- [Work to be completed]
Each entry below must be repeated word for word.

- [Task material]
━━━
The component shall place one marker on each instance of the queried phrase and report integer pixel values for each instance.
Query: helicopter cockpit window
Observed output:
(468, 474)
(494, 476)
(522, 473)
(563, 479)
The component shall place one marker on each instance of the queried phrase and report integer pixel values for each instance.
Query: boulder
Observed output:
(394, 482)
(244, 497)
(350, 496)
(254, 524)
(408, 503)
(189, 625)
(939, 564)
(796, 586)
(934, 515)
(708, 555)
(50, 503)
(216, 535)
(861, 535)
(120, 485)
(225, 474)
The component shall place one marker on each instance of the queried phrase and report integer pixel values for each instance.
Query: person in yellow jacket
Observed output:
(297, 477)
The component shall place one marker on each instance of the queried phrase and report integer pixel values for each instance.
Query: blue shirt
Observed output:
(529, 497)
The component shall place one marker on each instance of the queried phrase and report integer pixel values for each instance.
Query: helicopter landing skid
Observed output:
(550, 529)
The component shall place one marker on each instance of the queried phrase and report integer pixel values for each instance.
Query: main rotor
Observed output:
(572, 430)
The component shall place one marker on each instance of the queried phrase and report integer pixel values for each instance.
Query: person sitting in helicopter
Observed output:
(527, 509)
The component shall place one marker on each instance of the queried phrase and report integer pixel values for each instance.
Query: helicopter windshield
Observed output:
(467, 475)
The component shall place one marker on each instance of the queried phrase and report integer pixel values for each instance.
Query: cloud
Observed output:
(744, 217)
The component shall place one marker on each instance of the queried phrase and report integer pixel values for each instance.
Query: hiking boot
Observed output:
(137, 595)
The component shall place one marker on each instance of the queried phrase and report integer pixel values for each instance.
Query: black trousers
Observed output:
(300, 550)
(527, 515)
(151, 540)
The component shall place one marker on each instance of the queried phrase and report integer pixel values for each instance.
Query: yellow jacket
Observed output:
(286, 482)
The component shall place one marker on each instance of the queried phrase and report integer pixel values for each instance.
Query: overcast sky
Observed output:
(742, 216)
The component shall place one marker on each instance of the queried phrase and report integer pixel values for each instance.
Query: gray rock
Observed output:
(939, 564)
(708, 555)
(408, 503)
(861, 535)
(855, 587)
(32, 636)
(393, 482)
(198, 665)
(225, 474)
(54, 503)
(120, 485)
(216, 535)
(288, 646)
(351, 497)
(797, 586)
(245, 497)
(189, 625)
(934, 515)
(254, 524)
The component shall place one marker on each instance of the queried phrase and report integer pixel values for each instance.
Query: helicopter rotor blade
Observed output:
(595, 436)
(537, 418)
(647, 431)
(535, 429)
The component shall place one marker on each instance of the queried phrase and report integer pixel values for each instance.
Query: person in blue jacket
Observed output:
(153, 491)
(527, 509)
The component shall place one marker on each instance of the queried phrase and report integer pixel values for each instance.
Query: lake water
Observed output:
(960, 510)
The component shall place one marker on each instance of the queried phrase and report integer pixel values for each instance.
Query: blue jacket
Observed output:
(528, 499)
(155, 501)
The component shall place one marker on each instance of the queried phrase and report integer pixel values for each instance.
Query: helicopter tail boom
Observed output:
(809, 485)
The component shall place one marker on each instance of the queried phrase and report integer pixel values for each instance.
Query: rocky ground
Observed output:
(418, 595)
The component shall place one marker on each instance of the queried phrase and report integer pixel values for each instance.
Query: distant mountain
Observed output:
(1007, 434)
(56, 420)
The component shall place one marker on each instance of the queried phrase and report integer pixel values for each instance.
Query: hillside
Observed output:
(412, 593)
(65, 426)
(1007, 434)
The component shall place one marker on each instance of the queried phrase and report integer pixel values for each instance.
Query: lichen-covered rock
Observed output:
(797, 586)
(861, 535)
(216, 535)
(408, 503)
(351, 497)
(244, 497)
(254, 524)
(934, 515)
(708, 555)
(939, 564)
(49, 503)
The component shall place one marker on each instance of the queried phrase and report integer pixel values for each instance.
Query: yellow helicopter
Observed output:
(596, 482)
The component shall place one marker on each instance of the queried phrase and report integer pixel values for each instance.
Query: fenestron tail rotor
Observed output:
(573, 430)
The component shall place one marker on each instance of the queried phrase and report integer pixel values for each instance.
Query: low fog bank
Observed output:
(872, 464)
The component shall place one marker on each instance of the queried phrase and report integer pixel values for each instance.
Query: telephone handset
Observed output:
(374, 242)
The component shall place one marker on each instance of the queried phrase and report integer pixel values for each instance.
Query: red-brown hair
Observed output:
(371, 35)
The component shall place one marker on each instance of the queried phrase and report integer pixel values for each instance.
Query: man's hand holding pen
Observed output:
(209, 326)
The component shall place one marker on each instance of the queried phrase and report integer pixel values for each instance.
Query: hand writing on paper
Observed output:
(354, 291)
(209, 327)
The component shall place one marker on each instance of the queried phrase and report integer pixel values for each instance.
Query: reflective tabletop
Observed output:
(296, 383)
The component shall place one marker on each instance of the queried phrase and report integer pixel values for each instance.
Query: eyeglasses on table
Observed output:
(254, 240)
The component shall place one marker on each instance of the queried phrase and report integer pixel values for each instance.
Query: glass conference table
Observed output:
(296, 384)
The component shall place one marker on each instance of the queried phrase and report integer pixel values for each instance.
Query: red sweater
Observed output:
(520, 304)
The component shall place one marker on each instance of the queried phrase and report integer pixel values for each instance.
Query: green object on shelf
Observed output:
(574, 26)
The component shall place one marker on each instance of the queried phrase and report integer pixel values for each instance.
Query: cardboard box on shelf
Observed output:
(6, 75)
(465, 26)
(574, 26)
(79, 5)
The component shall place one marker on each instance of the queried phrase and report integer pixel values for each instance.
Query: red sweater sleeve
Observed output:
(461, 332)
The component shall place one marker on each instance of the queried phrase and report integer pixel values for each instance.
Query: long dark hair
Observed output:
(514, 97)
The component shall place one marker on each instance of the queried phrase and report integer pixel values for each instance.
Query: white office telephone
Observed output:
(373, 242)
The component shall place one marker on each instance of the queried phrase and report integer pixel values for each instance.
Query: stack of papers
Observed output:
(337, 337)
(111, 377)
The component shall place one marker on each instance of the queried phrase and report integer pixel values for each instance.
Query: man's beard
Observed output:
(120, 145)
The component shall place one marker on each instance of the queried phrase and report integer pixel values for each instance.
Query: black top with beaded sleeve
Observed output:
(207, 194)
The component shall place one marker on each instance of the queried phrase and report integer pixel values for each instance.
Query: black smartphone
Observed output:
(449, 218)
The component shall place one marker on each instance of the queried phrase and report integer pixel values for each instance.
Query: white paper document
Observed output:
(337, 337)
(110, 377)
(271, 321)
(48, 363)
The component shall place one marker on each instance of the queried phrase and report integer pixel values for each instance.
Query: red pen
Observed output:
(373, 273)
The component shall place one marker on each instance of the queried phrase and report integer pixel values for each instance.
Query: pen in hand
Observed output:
━━━
- [Task result]
The component shall place one marker on each instance of the queried phrase and report integer pixel values for each instance.
Query: helicopter cockpit window
Observed output:
(468, 474)
(494, 476)
(522, 473)
(563, 479)
The component shall place one marker on each instance of the queried phrase and report integer pixel values for each instance.
Query: boulder
Observed output:
(394, 482)
(244, 497)
(350, 496)
(254, 524)
(408, 503)
(189, 625)
(939, 564)
(796, 586)
(934, 515)
(708, 555)
(50, 503)
(216, 535)
(861, 535)
(120, 485)
(225, 474)
The component shall place one marker on each instance of the queried phrase and report integer pixel values for each instance.
Query: person in yellow jacket
Observed output:
(297, 477)
The component shall place one marker on each instance of the queried phrase and report integer pixel values for each instance.
Query: blue shirt
Observed output:
(529, 497)
The component shall place one marker on each instance of the queried phrase and report integer pixel values for each instance.
Query: helicopter landing skid
Observed output:
(550, 529)
The component shall place one marker on each instance of the queried phrase and report integer pixel values for each instance.
Query: main rotor
Observed output:
(572, 430)
The component shall place one marker on each instance of the queried phrase and report integer pixel values for each instance.
Query: person sitting in helicopter
Observed output:
(527, 509)
The component shall place one marker on each instance of the queried phrase and report integer pixel values for each instance.
Query: helicopter windshield
Observed output:
(467, 475)
The component shall place one marker on each instance of the queried phrase and report integer pixel values for each instance.
Query: cloud
Observed output:
(744, 217)
The component shall place one marker on each instance of the queried phrase and report integer pixel values for each instance.
Query: hiking boot
Observed output:
(137, 595)
The component shall place one marker on each instance of the queried phrase and report integer pixel values for each instance.
Query: black trousers
Observed output:
(300, 550)
(527, 515)
(151, 540)
The component shall place one marker on each instance of the queried phrase and report integer pixel values for each instance.
Query: yellow jacket
Observed output:
(286, 482)
The component shall place one marker on each instance of the queried phrase and report integer pixel values for each instance.
Query: overcast sky
Observed output:
(742, 216)
The component shall place one marker on each instance of the queried phrase and report integer pixel values for each instance.
Query: gray rock
Observed output:
(939, 564)
(708, 555)
(408, 503)
(861, 535)
(855, 587)
(32, 636)
(393, 482)
(198, 665)
(225, 474)
(54, 503)
(120, 485)
(216, 535)
(288, 646)
(351, 497)
(797, 586)
(245, 497)
(189, 625)
(934, 515)
(254, 524)
The component shall place one marker on each instance of the queried phrase and report integer pixel values for each instance.
Query: helicopter rotor blade
Observed output:
(595, 436)
(537, 418)
(647, 431)
(535, 429)
The component shall place one marker on each instance of the queried phrase and report integer pixel values for each instance.
Query: person in blue jacket
Observed output:
(153, 491)
(527, 509)
The component shall place one marker on each instance of the queried phrase and report integer pixel values for each instance.
Query: lake water
Observed output:
(960, 510)
The component shall place one marker on each instance of the queried phrase and report integer pixel values for each instance.
Query: blue jacket
Observed output:
(528, 499)
(155, 501)
The component shall place one marker on each instance of the queried phrase and report integer pixel values for each instance.
Query: helicopter tail boom
Observed output:
(809, 485)
The component shall place one marker on each instance of the queried phrase and report integer pixel values for each instance.
Query: rocky ground
Observed output:
(418, 595)
The component shall place one marker on each instance of the queried phrase and report integer pixel values for each instance.
Query: distant mountain
Observed output:
(1007, 434)
(56, 420)
The component shall place one marker on each instance of the queried phrase and report integer pixel values for each instance.
Query: hillside
Observed output:
(412, 593)
(65, 426)
(1007, 434)
The component shall place one marker on each instance of the queried phrase and report integer pixel values for each instance.
Query: lichen-covered rock
Observed output:
(797, 586)
(861, 535)
(216, 535)
(408, 503)
(351, 497)
(244, 497)
(254, 524)
(934, 515)
(708, 555)
(939, 564)
(49, 503)
The component shall place one marker on each instance of the queried phrase and report integer pixel values for each instance.
Query: yellow helicopter
Observed output:
(596, 482)
The component shall place one marker on each instance of the queried phrase and report integer pixel values for each instance.
Query: fenestron tail rotor
Observed output:
(573, 430)
The component shall place one marker on each instance of the queried phrase and report integer pixel values for each instance.
Query: low fog bank
Observed output:
(872, 464)
The component shall place one marker on each instance of the queried phrase and report integer pixel values for each instance.
Query: telephone handset
Observed output:
(374, 242)
The component shall place one marker on each instance of the queried phrase and report integer pixel values for each instance.
Query: red-brown hair
Observed output:
(371, 35)
The component shall place one marker on each instance of the queried phrase and report integer pixel values for each instance.
Query: man's hand holding pen
Observed output:
(209, 326)
The component shall place one marker on each instance of the queried phrase and report integer pixel values for each instance.
Query: hand writing on paper
Observed output:
(354, 291)
(209, 327)
The component shall place one marker on each instance of the queried phrase and report integer pixel values for each instance.
Query: reflective tabletop
Observed output:
(296, 383)
The component shall place one marker on each instance of the queried phrase and report integer pixel values for each instance.
Query: eyeglasses on table
Observed output:
(254, 240)
The component shall place one marker on each instance of the queried phrase and report integer pixel values for each instance.
Query: glass conference table
Observed output:
(296, 384)
The component shall place one marker on each instance of the queried phrase and report integer pixel values for each instance.
Query: red sweater
Observed output:
(520, 304)
The component shall place one marker on each instance of the queried phrase and report integer pixel values for each instance.
Query: green object on shelf
Observed output:
(574, 26)
The component shall place one marker on each instance of the queried phrase and report integer pixel values for each instance.
Query: cardboard box on shelf
Observed output:
(6, 75)
(465, 26)
(574, 26)
(79, 5)
The component shall place one marker on each instance of the queried phrase and report integer pixel values for each instance.
Query: red sweater sleeve
Observed output:
(461, 332)
The component shall place one marker on each instance of the queried phrase and report integer pixel values for each instance.
Query: long dark hair
Observed output:
(514, 97)
The component shall place one marker on each instance of the queried phrase and report integer pixel values for each instance.
Query: white office telephone
Observed output:
(373, 242)
The component shall place one marker on each instance of the queried phrase and report integer pixel values for each instance.
Query: stack of papers
Observed output:
(337, 337)
(111, 377)
The component shall place one marker on each instance of the queried phrase and report integer pixel values for each instance.
Query: man's beard
Observed output:
(120, 145)
The component shall place one marker on each instance of the queried phrase and report integer pixel values for each instance.
Query: black top with beaded sleeve
Observed output:
(207, 194)
The component shall place one marker on each instance of the queried phrase and report integer pixel values for each instance.
Query: black smartphone
Observed output:
(449, 218)
The component shall place one marker on each instance of the queried phrase and report integer pixel values for each instance.
Query: white paper document
Observed output:
(337, 337)
(110, 377)
(271, 321)
(48, 363)
The component shall place one marker on each instance of the queried phrase and report integer pixel values for each instance.
Query: red pen
Observed output:
(373, 273)
The component shall place one marker on each instance of the queried phrase and report integer pixel values for each instance.
Query: pen in hand
Observed output:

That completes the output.